======== Texte support ========

DANSE | CRITIQUE

Rock Steady

PRoxy R. Théobald
@28 Mar 2012

Dans le cadre de son Festival EXIT, la Maison des Arts de Créteil présentait la truculente compagnie canadienne «Katie Ward_the choreographers». Expérimental à souhait et sous le signe d’une incontestable impertinence, son radical Rock Steady a alors tout simplement revu et corrigé en 50 minutes, les fondements dits logiques, du spectaculaire.

Et si la danse n’était que chocs musculaires? Mieux, simples chaos esthétiques et langagiers?
Explorant le désaccord et l’incommunicabilité sans la moindre complaisance, serait-ce ces intrépides danseurs tentent ici de nous dire?
La mise en scène délibérément déstructurée porte cet univers désopilant au-delà de toutes attentes.
Au vrai, Rock steady, n’a rien d’un spectacle. Performance par excellence, l’expérimentation se veut d’un bout à l’autre haute en couleurs!

======== Données brutes ========

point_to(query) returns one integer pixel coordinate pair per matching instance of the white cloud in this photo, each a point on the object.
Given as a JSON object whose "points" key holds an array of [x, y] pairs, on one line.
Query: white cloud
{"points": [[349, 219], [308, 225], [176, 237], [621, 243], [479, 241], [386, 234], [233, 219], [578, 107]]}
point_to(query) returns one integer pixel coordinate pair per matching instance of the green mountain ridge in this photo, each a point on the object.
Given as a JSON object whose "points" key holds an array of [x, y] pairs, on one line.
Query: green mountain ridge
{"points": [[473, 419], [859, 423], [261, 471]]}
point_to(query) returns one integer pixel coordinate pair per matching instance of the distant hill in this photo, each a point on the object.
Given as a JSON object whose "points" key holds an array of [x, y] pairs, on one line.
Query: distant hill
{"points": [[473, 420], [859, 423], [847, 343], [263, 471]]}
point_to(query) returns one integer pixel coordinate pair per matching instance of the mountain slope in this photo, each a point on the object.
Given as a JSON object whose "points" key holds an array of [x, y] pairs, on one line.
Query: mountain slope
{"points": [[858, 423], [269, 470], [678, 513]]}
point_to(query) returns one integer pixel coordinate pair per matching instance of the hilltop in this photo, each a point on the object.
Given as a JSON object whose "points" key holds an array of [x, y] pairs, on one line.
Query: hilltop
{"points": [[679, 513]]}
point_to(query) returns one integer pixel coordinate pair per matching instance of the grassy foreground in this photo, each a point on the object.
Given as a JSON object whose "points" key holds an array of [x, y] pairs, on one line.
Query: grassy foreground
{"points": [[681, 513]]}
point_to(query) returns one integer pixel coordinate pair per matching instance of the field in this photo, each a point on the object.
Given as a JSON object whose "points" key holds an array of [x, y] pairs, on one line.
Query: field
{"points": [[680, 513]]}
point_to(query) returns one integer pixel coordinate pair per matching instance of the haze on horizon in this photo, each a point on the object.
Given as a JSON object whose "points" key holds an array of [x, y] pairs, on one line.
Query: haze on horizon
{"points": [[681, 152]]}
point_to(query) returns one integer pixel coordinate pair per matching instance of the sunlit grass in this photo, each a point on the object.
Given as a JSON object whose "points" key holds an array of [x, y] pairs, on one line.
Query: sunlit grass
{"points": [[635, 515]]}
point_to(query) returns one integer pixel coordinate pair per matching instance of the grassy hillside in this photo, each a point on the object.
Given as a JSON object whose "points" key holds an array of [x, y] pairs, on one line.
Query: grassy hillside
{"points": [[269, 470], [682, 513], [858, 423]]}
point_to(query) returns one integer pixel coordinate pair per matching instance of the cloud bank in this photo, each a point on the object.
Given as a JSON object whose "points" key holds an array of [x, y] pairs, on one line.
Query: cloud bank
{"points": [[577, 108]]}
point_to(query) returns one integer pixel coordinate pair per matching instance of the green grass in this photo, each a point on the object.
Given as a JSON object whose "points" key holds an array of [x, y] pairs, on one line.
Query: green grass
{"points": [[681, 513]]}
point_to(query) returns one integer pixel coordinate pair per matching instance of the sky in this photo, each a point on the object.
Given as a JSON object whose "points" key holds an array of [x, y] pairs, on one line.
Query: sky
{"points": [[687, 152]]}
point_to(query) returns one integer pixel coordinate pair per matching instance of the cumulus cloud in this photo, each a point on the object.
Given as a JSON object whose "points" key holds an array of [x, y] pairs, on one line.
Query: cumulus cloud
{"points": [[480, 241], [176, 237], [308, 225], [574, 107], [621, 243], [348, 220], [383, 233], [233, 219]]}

========

> [Consigne A]: Recopiez la critique de Rock Steady à partir des mots « PRoxy R. Théobald » et arrêtez-vous après les mots « de nous dire? ».
> [Consigne B]: Relevez, dans la critique de Rock Steady, tous les noms propres qui désignent un festival, un lieu, une compagnie ou un spectacle.
> [Consigne C]: Selon la critique, quelle est la durée de Rock Steady ?
Les lignes ne sont pas nécessaires pour ce travail.

> [Corrigé A]:
PRoxy R. Théobald
@28 Mar 2012

Dans le cadre de son Festival EXIT, la Maison des Arts de Créteil présentait la truculente compagnie canadienne «Katie Ward_the choreographers». Expérimental à souhait et sous le signe d’une incontestable impertinence, son radical Rock Steady a alors tout simplement revu et corrigé en 50 minutes, les fondements dits logiques, du spectaculaire.

Et si la danse n’était que chocs musculaires? Mieux, simples chaos esthétiques et langagiers?
Explorant le désaccord et l’incommunicabilité sans la moindre complaisance, serait-ce ces intrépides danseurs tentent ici de nous dire?

> [Corrigé B]: EXIT (le Festival EXIT), la Maison des Arts de Créteil, Katie Ward_the choreographers, Rock Steady

> [Corrigé C]: 50 minutes.